- Brief -
Extract each line of the listing below that contains the string "black", copying those lines in full and in their original order.

- Given entries -
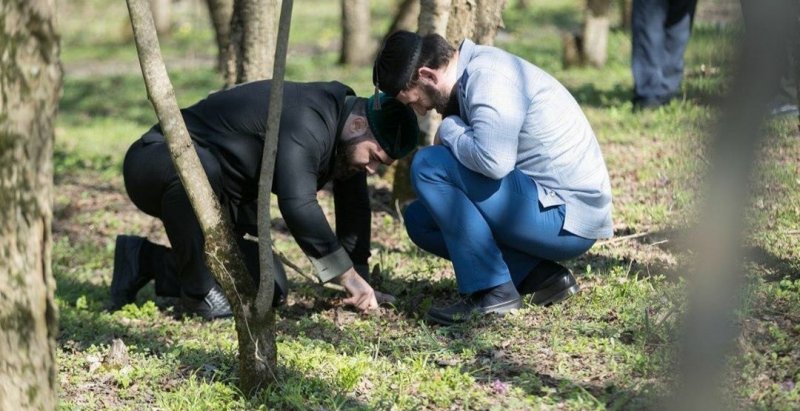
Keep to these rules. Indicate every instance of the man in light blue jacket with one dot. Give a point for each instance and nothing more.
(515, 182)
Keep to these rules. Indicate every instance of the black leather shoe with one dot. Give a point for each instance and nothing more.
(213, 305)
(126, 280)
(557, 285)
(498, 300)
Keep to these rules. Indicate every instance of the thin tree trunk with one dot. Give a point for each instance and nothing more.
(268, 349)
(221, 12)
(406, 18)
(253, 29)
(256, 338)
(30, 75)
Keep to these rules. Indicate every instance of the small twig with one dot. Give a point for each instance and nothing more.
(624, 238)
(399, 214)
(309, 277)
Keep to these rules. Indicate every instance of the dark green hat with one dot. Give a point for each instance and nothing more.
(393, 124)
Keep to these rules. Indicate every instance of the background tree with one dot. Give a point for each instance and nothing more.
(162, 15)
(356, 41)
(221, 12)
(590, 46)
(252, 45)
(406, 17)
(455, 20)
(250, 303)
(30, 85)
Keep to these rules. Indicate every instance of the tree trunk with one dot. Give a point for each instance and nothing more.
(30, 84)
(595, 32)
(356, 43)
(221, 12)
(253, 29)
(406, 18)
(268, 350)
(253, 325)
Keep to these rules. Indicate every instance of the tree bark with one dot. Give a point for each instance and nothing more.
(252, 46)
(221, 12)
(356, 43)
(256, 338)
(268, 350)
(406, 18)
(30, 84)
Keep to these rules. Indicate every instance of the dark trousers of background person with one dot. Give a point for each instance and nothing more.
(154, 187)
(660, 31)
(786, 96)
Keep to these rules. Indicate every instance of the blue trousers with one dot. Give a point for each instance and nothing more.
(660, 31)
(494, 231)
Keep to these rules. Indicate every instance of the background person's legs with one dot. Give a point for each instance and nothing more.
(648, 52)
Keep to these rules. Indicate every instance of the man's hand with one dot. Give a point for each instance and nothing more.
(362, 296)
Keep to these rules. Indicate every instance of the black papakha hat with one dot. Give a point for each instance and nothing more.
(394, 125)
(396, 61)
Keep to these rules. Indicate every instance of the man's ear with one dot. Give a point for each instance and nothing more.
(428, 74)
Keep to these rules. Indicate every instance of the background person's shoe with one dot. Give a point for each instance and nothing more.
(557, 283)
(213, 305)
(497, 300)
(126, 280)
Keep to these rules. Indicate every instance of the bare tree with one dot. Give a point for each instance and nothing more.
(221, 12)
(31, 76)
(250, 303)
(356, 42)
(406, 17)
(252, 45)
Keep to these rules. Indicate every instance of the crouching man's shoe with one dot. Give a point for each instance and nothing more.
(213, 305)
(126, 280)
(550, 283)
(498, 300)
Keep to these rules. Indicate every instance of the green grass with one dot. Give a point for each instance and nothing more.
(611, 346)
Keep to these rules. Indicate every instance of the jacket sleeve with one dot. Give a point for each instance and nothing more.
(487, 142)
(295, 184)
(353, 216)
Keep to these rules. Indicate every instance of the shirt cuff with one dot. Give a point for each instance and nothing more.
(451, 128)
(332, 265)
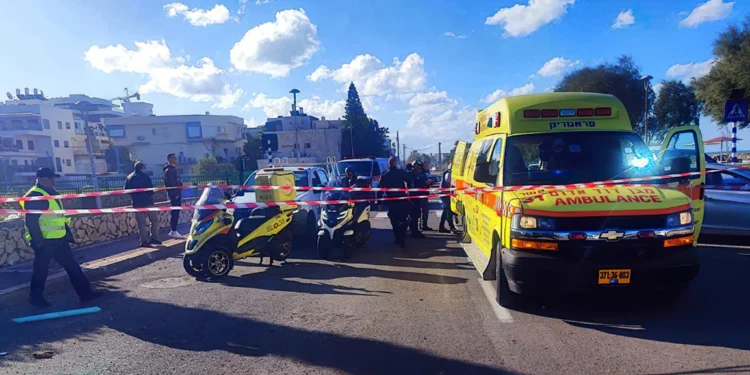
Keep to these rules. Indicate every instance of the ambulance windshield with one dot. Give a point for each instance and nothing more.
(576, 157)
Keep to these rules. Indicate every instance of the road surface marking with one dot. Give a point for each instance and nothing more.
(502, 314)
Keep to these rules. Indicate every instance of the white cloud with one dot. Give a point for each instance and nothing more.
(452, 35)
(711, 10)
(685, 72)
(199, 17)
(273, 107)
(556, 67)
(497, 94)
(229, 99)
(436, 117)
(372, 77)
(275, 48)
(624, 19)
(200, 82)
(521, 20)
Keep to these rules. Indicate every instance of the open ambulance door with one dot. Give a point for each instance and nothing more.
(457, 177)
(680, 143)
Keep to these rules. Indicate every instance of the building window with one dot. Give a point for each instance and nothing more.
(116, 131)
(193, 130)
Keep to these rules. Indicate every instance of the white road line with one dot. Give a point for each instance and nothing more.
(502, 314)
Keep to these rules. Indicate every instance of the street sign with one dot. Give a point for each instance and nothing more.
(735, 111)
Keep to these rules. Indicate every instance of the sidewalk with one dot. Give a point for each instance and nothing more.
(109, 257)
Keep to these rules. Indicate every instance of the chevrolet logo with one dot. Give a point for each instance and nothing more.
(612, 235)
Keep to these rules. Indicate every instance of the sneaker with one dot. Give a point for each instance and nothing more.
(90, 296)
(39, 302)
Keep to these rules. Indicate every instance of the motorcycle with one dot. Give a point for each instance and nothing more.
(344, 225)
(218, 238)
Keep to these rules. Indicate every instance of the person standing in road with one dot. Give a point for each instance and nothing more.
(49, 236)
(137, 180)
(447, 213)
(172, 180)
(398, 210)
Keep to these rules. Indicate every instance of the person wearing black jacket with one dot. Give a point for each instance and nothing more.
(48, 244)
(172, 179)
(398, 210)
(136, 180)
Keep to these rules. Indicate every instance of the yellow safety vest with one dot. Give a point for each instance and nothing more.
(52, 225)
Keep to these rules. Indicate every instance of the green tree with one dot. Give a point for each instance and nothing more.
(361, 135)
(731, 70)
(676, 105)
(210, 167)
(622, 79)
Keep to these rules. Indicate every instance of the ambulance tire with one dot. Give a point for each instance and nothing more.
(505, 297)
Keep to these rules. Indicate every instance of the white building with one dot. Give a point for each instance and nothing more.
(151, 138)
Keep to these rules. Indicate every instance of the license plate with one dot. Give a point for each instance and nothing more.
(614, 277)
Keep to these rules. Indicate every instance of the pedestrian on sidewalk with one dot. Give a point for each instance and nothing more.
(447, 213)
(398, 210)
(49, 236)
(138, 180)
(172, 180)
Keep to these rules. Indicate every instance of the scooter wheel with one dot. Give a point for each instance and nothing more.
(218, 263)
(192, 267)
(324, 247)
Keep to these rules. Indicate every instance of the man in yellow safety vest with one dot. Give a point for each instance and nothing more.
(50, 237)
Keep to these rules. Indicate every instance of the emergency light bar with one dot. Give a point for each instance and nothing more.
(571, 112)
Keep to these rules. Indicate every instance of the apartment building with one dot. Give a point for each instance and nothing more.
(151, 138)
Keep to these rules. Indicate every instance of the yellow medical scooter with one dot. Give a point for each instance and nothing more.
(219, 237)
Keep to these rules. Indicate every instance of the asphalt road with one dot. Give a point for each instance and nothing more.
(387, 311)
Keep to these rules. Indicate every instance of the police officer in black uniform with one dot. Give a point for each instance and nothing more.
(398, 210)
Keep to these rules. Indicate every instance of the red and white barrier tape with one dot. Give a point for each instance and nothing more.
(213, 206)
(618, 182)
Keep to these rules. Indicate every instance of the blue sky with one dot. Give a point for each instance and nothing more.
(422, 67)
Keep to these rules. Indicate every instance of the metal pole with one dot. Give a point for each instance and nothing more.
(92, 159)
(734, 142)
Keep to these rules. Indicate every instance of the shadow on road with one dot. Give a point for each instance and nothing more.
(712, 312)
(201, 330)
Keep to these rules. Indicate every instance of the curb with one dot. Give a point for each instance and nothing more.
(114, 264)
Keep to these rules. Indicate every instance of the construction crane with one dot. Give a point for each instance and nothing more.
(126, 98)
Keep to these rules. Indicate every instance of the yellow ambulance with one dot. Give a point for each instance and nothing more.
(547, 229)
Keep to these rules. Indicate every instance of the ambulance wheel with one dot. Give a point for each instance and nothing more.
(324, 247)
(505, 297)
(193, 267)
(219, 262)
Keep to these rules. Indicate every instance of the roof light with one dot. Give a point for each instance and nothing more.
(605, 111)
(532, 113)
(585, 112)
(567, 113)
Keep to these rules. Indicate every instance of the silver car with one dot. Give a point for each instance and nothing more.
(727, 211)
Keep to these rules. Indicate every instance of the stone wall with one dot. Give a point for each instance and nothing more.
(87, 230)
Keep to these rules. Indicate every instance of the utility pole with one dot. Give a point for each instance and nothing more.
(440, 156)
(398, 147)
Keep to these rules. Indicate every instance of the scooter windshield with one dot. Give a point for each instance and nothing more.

* * *

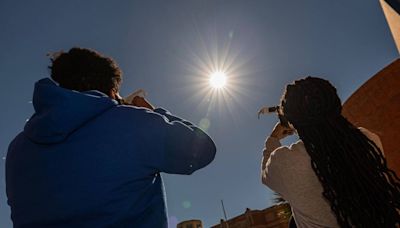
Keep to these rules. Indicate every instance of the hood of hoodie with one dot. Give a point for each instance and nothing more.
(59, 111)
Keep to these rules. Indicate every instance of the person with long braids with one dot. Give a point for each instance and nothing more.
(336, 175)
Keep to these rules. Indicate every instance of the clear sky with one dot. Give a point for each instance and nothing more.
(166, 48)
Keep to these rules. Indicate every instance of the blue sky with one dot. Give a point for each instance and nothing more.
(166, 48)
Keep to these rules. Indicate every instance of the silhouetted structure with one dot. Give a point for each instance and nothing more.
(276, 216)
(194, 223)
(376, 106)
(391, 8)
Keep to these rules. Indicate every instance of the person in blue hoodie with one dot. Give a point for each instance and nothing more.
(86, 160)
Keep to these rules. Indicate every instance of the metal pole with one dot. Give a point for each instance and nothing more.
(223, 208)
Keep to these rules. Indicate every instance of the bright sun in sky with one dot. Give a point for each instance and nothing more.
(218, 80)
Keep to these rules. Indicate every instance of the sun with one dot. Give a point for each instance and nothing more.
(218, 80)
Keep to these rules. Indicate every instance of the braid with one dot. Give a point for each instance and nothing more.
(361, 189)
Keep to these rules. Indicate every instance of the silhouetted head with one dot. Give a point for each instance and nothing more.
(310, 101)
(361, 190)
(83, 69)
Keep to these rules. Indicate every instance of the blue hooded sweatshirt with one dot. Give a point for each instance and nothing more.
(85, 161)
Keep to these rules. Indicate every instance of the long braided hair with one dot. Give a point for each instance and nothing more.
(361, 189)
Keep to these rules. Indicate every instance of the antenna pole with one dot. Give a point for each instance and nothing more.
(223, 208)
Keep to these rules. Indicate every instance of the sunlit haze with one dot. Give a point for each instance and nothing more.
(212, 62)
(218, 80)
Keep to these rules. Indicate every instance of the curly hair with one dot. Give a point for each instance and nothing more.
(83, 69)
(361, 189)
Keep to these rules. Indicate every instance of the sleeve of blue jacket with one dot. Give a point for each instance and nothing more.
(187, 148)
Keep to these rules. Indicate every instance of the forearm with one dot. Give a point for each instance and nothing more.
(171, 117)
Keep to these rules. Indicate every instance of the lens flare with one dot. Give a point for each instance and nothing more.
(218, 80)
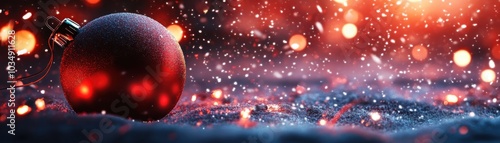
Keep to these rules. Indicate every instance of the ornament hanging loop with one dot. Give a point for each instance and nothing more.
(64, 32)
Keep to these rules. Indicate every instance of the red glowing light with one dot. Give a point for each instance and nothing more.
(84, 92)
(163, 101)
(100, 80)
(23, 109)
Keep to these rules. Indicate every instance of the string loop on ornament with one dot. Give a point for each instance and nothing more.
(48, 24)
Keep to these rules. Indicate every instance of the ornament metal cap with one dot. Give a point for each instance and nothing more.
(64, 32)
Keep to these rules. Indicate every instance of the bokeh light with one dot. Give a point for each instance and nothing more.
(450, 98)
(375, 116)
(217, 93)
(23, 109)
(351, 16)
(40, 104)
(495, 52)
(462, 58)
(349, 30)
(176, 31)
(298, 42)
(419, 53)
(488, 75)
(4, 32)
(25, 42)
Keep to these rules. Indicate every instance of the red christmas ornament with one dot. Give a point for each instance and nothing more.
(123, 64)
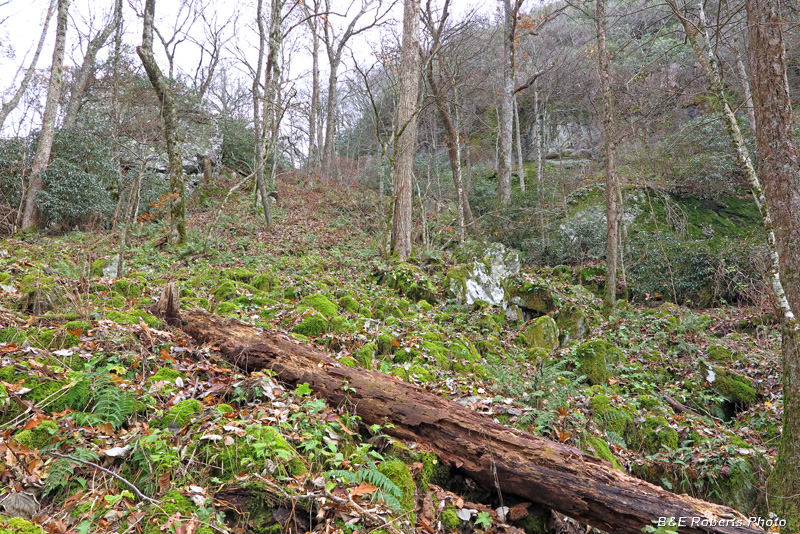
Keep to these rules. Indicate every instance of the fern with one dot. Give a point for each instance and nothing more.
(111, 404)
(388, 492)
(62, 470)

- Problem solution -
Keep to these rules. Indicate every instance of the black leather shoe with one dot. Give a point for each instance and nothing more.
Keep to these rules. Indicate every instance of the black papakha hat with one dot. Give a point for each instance and nothing more.
Keep to these rules. Indicate every instance of the person wearing black jacket with one dot. Give a point for each instance and nothing more.
Keep to these rules. Indicate every instance of the police officer in black uniform with one dot. Give a point for each instance and nothing more.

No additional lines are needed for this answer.